■ **EXTRACTED RECORDS**
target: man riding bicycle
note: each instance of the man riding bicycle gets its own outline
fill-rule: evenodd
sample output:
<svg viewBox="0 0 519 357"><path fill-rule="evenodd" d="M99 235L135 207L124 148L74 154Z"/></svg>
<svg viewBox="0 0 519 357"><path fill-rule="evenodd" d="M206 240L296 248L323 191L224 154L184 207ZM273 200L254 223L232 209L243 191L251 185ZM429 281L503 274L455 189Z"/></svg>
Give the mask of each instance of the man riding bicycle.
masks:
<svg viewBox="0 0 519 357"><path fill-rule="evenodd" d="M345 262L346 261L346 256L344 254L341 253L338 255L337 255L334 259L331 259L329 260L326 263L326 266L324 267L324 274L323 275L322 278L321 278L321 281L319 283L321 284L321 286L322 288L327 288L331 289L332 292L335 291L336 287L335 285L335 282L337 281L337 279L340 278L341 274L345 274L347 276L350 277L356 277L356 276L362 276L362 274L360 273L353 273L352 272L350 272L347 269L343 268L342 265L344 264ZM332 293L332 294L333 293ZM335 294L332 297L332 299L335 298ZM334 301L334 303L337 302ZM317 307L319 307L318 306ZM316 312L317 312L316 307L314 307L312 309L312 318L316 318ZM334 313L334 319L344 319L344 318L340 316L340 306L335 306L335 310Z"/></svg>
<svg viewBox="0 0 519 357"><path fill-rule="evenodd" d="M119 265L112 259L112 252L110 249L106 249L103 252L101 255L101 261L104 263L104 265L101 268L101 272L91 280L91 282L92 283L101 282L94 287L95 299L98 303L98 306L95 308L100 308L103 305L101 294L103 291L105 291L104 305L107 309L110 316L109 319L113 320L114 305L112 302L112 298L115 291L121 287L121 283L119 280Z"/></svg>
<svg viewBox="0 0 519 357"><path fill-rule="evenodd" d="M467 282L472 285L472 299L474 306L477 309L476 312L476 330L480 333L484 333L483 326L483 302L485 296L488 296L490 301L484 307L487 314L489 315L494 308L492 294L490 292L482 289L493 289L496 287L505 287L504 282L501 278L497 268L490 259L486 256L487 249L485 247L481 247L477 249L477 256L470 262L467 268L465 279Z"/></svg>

■ **TASK STATEMENT**
Update the lines above by replacing "man riding bicycle" with "cyclist" throughout, leaving everything else unchanged.

■ **TASK SOLUTION**
target: cyclist
note: each instance of the cyclist gets its own outline
fill-rule: evenodd
sample output:
<svg viewBox="0 0 519 357"><path fill-rule="evenodd" d="M99 235L135 207L124 148L74 154Z"/></svg>
<svg viewBox="0 0 519 357"><path fill-rule="evenodd" d="M206 240L296 248L323 191L224 154L184 207ZM273 200L254 223L232 209L243 191L251 185ZM429 281L503 274L455 189Z"/></svg>
Give the mask of each instance of the cyclist.
masks:
<svg viewBox="0 0 519 357"><path fill-rule="evenodd" d="M345 262L346 261L346 256L344 254L341 253L338 255L337 255L334 259L331 259L329 260L326 263L326 266L324 267L324 274L323 275L322 278L321 278L321 281L319 283L321 284L321 286L322 288L327 288L331 289L332 292L335 291L336 287L335 285L335 282L337 281L337 279L340 278L341 274L345 274L347 276L350 277L356 277L356 276L362 276L362 274L360 273L353 273L352 272L350 272L347 269L343 268L342 265L344 264ZM332 293L332 294L333 293ZM335 294L332 297L332 299L335 298ZM334 301L334 303L337 302ZM317 307L319 307L318 306ZM316 312L317 312L316 307L314 307L312 309L312 318L316 318ZM334 313L334 319L344 319L344 318L340 316L340 306L335 306L335 310Z"/></svg>
<svg viewBox="0 0 519 357"><path fill-rule="evenodd" d="M119 265L112 259L112 252L110 249L106 249L103 252L101 255L101 261L104 263L104 265L101 268L101 272L91 280L91 282L92 283L101 282L94 287L95 299L98 303L98 306L95 308L100 308L103 305L101 294L103 291L105 291L104 305L107 309L110 316L109 319L113 320L114 305L112 302L112 298L115 291L121 287L121 283L119 280Z"/></svg>
<svg viewBox="0 0 519 357"><path fill-rule="evenodd" d="M467 282L472 285L472 299L474 306L477 309L476 312L476 330L480 333L484 333L483 326L483 302L485 296L488 296L490 301L484 307L487 314L489 315L494 308L492 294L490 292L482 289L493 289L496 287L505 287L504 282L501 278L497 268L490 259L486 256L487 249L485 247L481 247L477 249L477 256L470 262L467 268L465 279Z"/></svg>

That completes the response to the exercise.